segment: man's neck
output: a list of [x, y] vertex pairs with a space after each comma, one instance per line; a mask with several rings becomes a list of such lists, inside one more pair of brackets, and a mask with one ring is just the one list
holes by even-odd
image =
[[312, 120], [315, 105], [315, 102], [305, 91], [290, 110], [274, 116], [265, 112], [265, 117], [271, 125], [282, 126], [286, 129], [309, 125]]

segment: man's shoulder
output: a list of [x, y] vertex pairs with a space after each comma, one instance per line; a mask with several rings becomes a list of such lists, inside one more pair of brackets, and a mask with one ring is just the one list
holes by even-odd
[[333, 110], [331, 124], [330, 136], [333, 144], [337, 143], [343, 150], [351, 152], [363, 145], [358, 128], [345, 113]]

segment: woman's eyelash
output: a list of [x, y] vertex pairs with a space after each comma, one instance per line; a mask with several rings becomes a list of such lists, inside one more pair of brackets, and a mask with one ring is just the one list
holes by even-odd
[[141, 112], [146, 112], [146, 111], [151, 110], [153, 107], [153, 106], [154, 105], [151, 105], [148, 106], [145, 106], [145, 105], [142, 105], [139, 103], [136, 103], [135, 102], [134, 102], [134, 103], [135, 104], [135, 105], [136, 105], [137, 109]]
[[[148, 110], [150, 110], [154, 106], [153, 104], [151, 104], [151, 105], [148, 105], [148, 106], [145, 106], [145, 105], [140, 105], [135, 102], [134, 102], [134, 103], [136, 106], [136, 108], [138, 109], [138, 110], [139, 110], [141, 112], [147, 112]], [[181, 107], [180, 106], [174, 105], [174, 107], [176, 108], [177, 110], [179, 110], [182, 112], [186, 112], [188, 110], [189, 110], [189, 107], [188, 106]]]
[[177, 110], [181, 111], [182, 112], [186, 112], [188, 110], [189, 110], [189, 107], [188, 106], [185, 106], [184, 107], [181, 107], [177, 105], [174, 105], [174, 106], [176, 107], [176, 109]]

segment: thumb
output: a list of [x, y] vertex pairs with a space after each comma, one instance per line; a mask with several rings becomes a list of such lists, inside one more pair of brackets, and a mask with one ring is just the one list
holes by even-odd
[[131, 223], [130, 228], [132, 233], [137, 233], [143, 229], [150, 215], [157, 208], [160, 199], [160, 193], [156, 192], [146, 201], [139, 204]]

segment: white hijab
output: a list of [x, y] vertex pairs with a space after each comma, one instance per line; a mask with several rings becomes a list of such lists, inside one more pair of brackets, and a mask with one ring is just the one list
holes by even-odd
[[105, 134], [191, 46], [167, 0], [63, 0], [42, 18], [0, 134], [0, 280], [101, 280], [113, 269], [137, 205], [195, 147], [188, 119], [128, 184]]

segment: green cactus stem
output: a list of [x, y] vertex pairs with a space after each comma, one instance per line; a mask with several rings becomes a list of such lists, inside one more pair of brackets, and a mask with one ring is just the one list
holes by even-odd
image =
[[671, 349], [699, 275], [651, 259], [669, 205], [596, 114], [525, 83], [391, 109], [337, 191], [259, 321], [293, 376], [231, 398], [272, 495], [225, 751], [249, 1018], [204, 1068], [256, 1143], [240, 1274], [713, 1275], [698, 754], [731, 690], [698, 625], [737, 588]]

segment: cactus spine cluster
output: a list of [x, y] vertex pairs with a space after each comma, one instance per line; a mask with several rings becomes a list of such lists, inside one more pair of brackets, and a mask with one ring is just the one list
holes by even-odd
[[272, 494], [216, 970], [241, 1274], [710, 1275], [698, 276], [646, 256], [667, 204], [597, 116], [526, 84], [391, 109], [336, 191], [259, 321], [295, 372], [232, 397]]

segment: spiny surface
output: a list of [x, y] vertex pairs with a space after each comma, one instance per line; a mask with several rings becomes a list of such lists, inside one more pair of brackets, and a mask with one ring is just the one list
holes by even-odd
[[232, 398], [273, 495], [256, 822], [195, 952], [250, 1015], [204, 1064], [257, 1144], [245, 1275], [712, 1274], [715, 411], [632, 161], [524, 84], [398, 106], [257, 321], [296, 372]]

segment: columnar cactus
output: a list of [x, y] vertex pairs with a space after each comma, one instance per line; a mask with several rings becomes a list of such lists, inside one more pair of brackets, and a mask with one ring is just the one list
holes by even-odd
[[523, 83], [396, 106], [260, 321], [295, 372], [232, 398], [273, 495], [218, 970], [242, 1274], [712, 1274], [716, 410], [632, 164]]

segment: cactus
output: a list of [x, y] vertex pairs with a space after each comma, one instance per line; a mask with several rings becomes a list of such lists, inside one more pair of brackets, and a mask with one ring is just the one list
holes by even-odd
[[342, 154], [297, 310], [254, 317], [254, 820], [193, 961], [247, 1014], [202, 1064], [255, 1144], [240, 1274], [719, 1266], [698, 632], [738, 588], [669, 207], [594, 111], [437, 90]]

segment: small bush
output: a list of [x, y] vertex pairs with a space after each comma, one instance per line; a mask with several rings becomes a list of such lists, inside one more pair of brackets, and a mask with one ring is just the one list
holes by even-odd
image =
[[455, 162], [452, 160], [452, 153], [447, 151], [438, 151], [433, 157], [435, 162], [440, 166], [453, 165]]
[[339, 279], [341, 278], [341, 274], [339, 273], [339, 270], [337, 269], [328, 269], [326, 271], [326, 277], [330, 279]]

============

Instructions to follow: Please convert the records into a JSON list of strings, one string per line, starting at their first line and stopping after the line that contains "107], [176, 109]]". Include both of those lines and leave out blank lines.

The reply:
[
  "segment: man's neck",
  "output: a list of [x, y] vertex pairs with a space after each comma, one instance per line; a mask with several rings becomes a list of such lists, inside one more pair of brackets, and a mask with one ring is just the one list",
  "holes by even-odd",
  "image =",
  "[[312, 120], [315, 105], [315, 102], [305, 91], [290, 110], [274, 116], [265, 112], [265, 117], [271, 125], [282, 126], [286, 129], [309, 125]]",
  "segment: man's shoulder",
  "output: a list of [x, y] vertex pairs with a space after each comma, one instance per line; a mask with several rings becomes a list of such lists, inside one more pair of brackets, and a mask with one ring is just the one list",
  "holes by even-odd",
  "[[333, 110], [331, 124], [330, 136], [333, 144], [337, 143], [343, 150], [351, 152], [363, 145], [358, 128], [345, 113]]",
  "segment: woman's eyelash",
  "output: a list of [x, y] vertex pairs with a space after each comma, one instance per line; a mask with several rings becomes a list of such lists, inside one more pair of brackets, and a mask with one ring is just the one list",
  "holes by even-odd",
  "[[141, 112], [146, 112], [146, 111], [151, 110], [153, 107], [153, 106], [154, 105], [151, 105], [148, 106], [145, 106], [145, 105], [142, 105], [139, 103], [136, 103], [135, 102], [134, 102], [134, 103], [135, 104], [135, 105], [136, 105], [137, 109]]",
  "[[[148, 110], [150, 110], [154, 106], [153, 104], [151, 104], [151, 105], [148, 105], [148, 106], [145, 106], [145, 105], [140, 105], [135, 102], [134, 102], [134, 103], [136, 106], [136, 108], [138, 109], [138, 110], [139, 110], [141, 112], [147, 112]], [[181, 107], [180, 106], [174, 105], [174, 107], [176, 108], [177, 110], [179, 110], [182, 112], [186, 112], [188, 110], [189, 110], [189, 107], [188, 106]]]",
  "[[177, 110], [181, 111], [182, 112], [186, 112], [188, 110], [189, 110], [189, 107], [188, 106], [185, 106], [184, 107], [181, 107], [177, 105], [174, 105], [174, 106], [176, 107], [176, 109]]"
]